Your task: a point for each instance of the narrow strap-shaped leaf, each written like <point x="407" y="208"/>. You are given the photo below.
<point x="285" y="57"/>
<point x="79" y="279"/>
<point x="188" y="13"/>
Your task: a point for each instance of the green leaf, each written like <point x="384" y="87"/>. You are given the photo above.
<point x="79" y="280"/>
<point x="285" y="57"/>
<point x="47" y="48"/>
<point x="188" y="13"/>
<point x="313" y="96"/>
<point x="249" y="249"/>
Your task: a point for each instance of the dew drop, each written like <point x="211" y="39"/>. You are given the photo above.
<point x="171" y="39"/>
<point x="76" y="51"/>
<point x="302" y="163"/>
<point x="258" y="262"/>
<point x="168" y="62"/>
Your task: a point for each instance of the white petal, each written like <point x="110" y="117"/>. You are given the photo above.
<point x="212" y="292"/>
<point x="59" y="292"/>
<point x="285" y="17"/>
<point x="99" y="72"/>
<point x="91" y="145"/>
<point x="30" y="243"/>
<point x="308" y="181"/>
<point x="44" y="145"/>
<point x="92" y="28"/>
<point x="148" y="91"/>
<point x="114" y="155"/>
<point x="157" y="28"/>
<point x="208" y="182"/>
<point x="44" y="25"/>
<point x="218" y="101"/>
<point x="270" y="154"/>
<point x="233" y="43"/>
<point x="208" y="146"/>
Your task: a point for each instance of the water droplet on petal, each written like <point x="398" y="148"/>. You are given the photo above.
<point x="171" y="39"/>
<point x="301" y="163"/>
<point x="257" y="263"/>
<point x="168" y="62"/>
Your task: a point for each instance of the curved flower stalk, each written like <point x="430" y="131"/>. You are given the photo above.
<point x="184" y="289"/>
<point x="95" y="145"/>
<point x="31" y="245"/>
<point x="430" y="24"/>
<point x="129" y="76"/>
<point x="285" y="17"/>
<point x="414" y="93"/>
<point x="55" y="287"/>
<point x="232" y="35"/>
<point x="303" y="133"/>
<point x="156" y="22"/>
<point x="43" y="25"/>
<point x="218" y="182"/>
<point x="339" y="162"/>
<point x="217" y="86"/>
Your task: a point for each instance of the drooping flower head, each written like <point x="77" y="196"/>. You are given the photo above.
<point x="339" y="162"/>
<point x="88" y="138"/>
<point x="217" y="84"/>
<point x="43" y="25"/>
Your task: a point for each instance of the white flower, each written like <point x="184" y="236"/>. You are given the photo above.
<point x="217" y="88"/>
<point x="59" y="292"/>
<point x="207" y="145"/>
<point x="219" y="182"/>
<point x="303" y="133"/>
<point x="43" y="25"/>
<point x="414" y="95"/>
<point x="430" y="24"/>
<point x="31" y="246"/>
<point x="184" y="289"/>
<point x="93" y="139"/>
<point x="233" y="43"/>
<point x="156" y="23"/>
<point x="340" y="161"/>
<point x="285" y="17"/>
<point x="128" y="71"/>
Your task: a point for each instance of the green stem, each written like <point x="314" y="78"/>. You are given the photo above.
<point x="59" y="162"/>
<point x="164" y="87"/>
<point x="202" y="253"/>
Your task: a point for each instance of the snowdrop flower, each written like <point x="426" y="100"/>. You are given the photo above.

- - - - - - -

- WORK REQUIRED
Reproduce the records above exactly as they appear.

- RESPONSE TO THE EXERCISE
Your task: a point for each instance of the narrow strap-shaped leaf, each written like <point x="407" y="208"/>. You are given the photo below.
<point x="285" y="57"/>
<point x="79" y="279"/>
<point x="188" y="13"/>
Your task: a point for each instance of the green leaf, each written like <point x="384" y="87"/>. You are given the photo above.
<point x="79" y="280"/>
<point x="285" y="57"/>
<point x="47" y="48"/>
<point x="188" y="13"/>
<point x="313" y="96"/>
<point x="249" y="249"/>
Your task: a point for each instance of the dew drop, each written like <point x="211" y="39"/>. You are given the photo above.
<point x="171" y="39"/>
<point x="76" y="51"/>
<point x="302" y="163"/>
<point x="258" y="262"/>
<point x="168" y="62"/>
Your task: a point for each instance of the white petal, each written like <point x="110" y="117"/>. You are given the photo above.
<point x="212" y="292"/>
<point x="59" y="292"/>
<point x="285" y="17"/>
<point x="99" y="72"/>
<point x="91" y="145"/>
<point x="30" y="243"/>
<point x="308" y="181"/>
<point x="44" y="145"/>
<point x="92" y="28"/>
<point x="148" y="91"/>
<point x="114" y="155"/>
<point x="157" y="28"/>
<point x="208" y="182"/>
<point x="44" y="25"/>
<point x="218" y="101"/>
<point x="270" y="154"/>
<point x="233" y="43"/>
<point x="208" y="146"/>
Your task: a point for each instance of the water droplet on petal, each written like <point x="398" y="148"/>. You are given the photo above.
<point x="171" y="39"/>
<point x="301" y="163"/>
<point x="257" y="263"/>
<point x="168" y="62"/>
Your task: a point for each instance of the curved flower stalk, each written like <point x="430" y="131"/>. You are given the photo above.
<point x="184" y="289"/>
<point x="95" y="145"/>
<point x="31" y="245"/>
<point x="430" y="24"/>
<point x="129" y="76"/>
<point x="285" y="17"/>
<point x="414" y="93"/>
<point x="55" y="287"/>
<point x="232" y="35"/>
<point x="303" y="133"/>
<point x="156" y="22"/>
<point x="43" y="25"/>
<point x="218" y="182"/>
<point x="339" y="162"/>
<point x="217" y="86"/>
Your task: a point for each instance of the drooping flower head, each written like <point x="77" y="196"/>. You are given the photo above.
<point x="339" y="162"/>
<point x="88" y="138"/>
<point x="217" y="84"/>
<point x="43" y="25"/>
Your task: a point for each instance of the white flower, each written like <point x="184" y="236"/>. You are given the photo above.
<point x="217" y="88"/>
<point x="59" y="292"/>
<point x="207" y="145"/>
<point x="219" y="182"/>
<point x="303" y="133"/>
<point x="43" y="25"/>
<point x="414" y="95"/>
<point x="430" y="24"/>
<point x="31" y="246"/>
<point x="184" y="289"/>
<point x="93" y="139"/>
<point x="233" y="43"/>
<point x="156" y="23"/>
<point x="340" y="161"/>
<point x="285" y="17"/>
<point x="128" y="71"/>
Your task: a point for each instance of the green stem, each written like <point x="314" y="78"/>. You are given the photo above.
<point x="59" y="162"/>
<point x="164" y="87"/>
<point x="202" y="253"/>
Your task: a point for each instance of the snowdrop flower, each written like <point x="426" y="100"/>. You are given the photo above.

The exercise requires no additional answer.